● TASK REQUIREMENTS: Show each line in the data below that contains the string "nose".

(Segmentation data)
■ ■ ■ ■ ■ ■ ■
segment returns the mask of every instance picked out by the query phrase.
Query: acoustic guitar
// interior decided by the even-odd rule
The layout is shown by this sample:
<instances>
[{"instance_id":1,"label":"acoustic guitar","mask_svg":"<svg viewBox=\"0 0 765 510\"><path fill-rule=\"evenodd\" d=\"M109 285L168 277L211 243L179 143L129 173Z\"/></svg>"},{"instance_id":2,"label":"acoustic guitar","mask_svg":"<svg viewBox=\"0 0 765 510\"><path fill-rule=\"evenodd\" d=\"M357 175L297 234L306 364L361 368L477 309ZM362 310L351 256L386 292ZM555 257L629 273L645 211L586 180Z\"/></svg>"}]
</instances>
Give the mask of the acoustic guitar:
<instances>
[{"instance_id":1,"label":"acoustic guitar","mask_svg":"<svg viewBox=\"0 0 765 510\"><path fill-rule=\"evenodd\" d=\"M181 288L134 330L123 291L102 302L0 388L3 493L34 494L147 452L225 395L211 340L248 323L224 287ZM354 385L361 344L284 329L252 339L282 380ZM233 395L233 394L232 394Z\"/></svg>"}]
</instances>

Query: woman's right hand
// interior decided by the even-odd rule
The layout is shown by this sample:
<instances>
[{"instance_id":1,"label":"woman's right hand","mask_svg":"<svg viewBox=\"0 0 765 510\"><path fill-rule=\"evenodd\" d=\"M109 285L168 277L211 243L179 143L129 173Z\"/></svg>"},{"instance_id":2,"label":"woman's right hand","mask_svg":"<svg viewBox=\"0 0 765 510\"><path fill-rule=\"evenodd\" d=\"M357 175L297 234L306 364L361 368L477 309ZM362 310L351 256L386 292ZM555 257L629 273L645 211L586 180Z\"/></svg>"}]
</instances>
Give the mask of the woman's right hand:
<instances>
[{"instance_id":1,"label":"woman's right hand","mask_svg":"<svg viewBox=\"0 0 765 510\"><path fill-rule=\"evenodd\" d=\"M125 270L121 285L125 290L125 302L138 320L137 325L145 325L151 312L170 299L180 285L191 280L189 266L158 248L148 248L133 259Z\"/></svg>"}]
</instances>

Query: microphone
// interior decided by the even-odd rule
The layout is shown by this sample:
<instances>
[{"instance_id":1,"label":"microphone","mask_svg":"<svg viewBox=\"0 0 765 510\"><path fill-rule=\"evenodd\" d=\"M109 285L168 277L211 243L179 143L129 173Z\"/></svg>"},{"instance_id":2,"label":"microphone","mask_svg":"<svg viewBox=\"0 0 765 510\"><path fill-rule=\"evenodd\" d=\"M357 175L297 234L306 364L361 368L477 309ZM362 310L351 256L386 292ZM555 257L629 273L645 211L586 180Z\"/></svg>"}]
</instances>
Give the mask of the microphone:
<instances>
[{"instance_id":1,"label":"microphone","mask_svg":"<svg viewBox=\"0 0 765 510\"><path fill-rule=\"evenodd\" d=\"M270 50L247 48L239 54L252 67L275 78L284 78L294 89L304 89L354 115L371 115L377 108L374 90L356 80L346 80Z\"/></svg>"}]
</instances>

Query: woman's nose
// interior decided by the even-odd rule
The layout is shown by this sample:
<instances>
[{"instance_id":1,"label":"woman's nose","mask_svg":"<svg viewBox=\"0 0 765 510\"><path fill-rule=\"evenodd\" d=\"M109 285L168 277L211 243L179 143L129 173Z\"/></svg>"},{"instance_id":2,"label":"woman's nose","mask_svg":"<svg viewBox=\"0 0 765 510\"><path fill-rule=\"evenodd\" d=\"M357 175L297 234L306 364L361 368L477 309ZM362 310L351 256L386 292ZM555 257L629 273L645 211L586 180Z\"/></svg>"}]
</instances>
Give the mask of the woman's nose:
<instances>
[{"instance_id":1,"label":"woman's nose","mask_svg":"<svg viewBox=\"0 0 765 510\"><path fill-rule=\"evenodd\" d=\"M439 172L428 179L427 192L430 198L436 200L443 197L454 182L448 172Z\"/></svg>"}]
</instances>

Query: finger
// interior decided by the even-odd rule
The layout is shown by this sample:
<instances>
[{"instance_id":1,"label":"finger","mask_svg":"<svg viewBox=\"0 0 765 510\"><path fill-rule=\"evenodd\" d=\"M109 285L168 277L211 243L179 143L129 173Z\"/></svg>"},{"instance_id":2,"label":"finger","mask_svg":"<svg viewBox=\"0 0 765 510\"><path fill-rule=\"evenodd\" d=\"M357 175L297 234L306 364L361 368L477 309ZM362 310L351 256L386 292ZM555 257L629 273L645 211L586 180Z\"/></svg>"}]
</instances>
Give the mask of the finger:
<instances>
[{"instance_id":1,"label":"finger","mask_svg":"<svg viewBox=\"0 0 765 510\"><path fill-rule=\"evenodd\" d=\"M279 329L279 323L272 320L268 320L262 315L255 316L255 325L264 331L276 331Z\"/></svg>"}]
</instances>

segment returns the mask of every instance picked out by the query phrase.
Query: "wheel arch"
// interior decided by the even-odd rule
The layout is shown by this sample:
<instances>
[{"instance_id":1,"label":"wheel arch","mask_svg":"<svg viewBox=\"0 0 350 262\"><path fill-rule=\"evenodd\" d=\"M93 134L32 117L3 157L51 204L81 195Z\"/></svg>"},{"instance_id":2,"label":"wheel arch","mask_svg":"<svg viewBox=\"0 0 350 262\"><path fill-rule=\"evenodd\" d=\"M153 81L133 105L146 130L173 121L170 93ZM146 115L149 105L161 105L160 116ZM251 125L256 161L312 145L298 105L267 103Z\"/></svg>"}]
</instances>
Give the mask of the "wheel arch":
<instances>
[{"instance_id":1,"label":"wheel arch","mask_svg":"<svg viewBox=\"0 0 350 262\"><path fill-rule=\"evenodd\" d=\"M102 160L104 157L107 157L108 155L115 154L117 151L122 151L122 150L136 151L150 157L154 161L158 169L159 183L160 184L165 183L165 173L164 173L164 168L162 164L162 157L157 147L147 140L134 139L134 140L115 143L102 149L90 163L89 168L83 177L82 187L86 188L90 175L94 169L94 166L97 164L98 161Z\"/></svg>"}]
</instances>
■ ■ ■ ■ ■ ■ ■
● RESULT OF THE EXERCISE:
Query: woman's nose
[{"instance_id":1,"label":"woman's nose","mask_svg":"<svg viewBox=\"0 0 765 510\"><path fill-rule=\"evenodd\" d=\"M109 285L168 277L211 243L179 143L129 173Z\"/></svg>"},{"instance_id":2,"label":"woman's nose","mask_svg":"<svg viewBox=\"0 0 765 510\"><path fill-rule=\"evenodd\" d=\"M357 175L297 234L306 364L361 368L477 309ZM362 310L351 256L386 292ZM555 257L629 273L645 211L586 180Z\"/></svg>"}]
Give the mask of the woman's nose:
[{"instance_id":1,"label":"woman's nose","mask_svg":"<svg viewBox=\"0 0 765 510\"><path fill-rule=\"evenodd\" d=\"M439 172L428 179L427 192L430 198L436 200L443 197L454 182L448 172Z\"/></svg>"}]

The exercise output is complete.